• _WHAT THE TASK REQUIRES_: Return the data that follows exactly. Include every line.

*** Opening RECORD EXCERPTS ***

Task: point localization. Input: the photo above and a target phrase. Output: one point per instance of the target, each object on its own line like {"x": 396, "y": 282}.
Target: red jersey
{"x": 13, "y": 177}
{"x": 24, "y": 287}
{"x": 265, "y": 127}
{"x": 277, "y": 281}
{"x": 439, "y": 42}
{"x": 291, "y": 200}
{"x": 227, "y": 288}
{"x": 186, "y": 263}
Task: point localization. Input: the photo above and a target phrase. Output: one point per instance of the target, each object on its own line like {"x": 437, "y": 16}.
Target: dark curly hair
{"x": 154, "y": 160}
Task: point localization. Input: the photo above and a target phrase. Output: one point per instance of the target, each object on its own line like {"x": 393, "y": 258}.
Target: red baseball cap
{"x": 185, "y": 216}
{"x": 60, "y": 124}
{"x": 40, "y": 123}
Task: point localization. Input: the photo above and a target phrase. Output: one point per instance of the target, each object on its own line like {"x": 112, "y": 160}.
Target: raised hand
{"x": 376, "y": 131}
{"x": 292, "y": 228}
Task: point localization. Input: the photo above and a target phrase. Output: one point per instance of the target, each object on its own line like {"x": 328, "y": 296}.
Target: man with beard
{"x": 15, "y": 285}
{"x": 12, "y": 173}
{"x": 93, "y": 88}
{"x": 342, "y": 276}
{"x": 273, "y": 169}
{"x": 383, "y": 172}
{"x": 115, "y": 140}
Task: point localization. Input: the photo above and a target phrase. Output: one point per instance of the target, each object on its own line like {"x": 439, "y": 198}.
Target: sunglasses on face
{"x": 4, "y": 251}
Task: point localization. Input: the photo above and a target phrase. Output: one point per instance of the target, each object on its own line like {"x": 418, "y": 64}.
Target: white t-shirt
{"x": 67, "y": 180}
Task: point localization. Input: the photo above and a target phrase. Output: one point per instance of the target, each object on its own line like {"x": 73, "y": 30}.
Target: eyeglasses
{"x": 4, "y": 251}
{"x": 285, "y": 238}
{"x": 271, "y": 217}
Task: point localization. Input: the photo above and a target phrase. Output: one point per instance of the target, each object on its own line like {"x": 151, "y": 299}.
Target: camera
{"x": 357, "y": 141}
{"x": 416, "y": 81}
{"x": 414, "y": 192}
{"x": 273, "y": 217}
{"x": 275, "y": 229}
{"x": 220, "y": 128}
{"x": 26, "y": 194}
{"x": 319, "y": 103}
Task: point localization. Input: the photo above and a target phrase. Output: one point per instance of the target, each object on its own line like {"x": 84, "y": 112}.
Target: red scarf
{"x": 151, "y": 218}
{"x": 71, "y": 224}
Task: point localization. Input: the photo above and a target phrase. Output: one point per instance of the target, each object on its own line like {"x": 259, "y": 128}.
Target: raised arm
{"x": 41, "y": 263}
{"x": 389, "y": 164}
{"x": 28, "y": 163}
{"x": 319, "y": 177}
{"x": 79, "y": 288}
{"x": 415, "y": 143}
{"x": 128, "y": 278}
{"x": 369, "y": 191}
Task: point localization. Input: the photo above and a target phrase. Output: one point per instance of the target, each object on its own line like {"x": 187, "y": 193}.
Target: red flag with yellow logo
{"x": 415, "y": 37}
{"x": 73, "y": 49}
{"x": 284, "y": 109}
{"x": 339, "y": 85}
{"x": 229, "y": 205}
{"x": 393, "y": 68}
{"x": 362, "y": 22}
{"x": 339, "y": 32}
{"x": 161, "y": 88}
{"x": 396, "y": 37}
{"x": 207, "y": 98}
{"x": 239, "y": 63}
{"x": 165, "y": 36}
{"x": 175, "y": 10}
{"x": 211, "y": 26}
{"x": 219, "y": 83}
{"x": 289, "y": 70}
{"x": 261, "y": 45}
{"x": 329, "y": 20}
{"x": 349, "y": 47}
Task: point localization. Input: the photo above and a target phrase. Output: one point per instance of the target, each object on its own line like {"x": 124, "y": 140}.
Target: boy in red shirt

*** Closing RECORD EXCERPTS ***

• _EXERCISE OUTPUT_:
Task: point localization. Input: the photo above and a target phrase. Output: one point per instance of the target, each object on its own line like {"x": 396, "y": 282}.
Target: red jersey
{"x": 13, "y": 177}
{"x": 24, "y": 287}
{"x": 265, "y": 127}
{"x": 277, "y": 281}
{"x": 439, "y": 42}
{"x": 291, "y": 200}
{"x": 227, "y": 288}
{"x": 186, "y": 263}
Task: point localization. Input: the photo above and a target phrase. Output: one point per instance of the target, each object on its own line like {"x": 437, "y": 16}.
Target: dark curly hair
{"x": 154, "y": 160}
Task: point localization. Input: the photo above and a target phrase. Output: one point per instance of the target, each object on its own line like {"x": 393, "y": 258}.
Target: red baseball cap
{"x": 185, "y": 216}
{"x": 60, "y": 124}
{"x": 40, "y": 123}
Task: point localization. Input: the photo above and a target phrase. Output: one point per instance of the target, each object on its own line like {"x": 112, "y": 160}.
Target: raised hand
{"x": 376, "y": 131}
{"x": 292, "y": 228}
Task: point localization. Input: the photo above and a target phrase. Output: one point per instance of the target, each object on its own line like {"x": 328, "y": 296}.
Target: man with beard
{"x": 15, "y": 285}
{"x": 12, "y": 173}
{"x": 93, "y": 88}
{"x": 342, "y": 276}
{"x": 273, "y": 169}
{"x": 383, "y": 172}
{"x": 115, "y": 140}
Task: point localization. Input: the photo above and a target phrase. Output: one point per instance of the target, each object on its own line like {"x": 439, "y": 198}.
Target: sunglasses on face
{"x": 4, "y": 251}
Task: point localization. Input: the photo above and a target phrase. Output: one point per instance of the target, each object on its own line like {"x": 418, "y": 64}.
Target: white t-shirt
{"x": 67, "y": 180}
Task: point localization. Input: the photo above and a target phrase. Output: one point per instance of the target, each object on its own line like {"x": 73, "y": 30}.
Target: eyeglasses
{"x": 4, "y": 251}
{"x": 285, "y": 238}
{"x": 271, "y": 217}
Task: point localization. Input: the photo above and a target phrase. Output: one point per instance of the target, each object on its own line like {"x": 151, "y": 299}.
Target: camera
{"x": 357, "y": 141}
{"x": 416, "y": 81}
{"x": 414, "y": 192}
{"x": 273, "y": 217}
{"x": 275, "y": 229}
{"x": 220, "y": 128}
{"x": 26, "y": 194}
{"x": 319, "y": 103}
Task: point localization. Input: the photo above and a target phrase. Output: one point per instance of the target, each object on its own line like {"x": 84, "y": 112}.
Target: red scarf
{"x": 151, "y": 218}
{"x": 71, "y": 224}
Task: point localization. Input: the photo above and a target phrase. Output: one point per instance of the target, each object on its own line like {"x": 259, "y": 128}.
Target: raised arm
{"x": 41, "y": 263}
{"x": 389, "y": 164}
{"x": 28, "y": 163}
{"x": 319, "y": 177}
{"x": 79, "y": 288}
{"x": 415, "y": 143}
{"x": 128, "y": 278}
{"x": 369, "y": 191}
Task: point localization. Input: the photo above and a target phrase. Output: one point per instance of the target, each object on its own line like {"x": 187, "y": 193}.
Target: red flag with yellow logo
{"x": 415, "y": 37}
{"x": 73, "y": 49}
{"x": 284, "y": 109}
{"x": 339, "y": 85}
{"x": 229, "y": 205}
{"x": 393, "y": 68}
{"x": 362, "y": 22}
{"x": 339, "y": 32}
{"x": 161, "y": 88}
{"x": 396, "y": 37}
{"x": 207, "y": 98}
{"x": 239, "y": 63}
{"x": 165, "y": 36}
{"x": 175, "y": 10}
{"x": 211, "y": 26}
{"x": 219, "y": 83}
{"x": 289, "y": 70}
{"x": 261, "y": 45}
{"x": 329, "y": 20}
{"x": 349, "y": 47}
Task: point localization. Input: the photo above and a target phrase. Output: one point per instance of the target, each object on its own line like {"x": 124, "y": 140}.
Target: boy in red shirt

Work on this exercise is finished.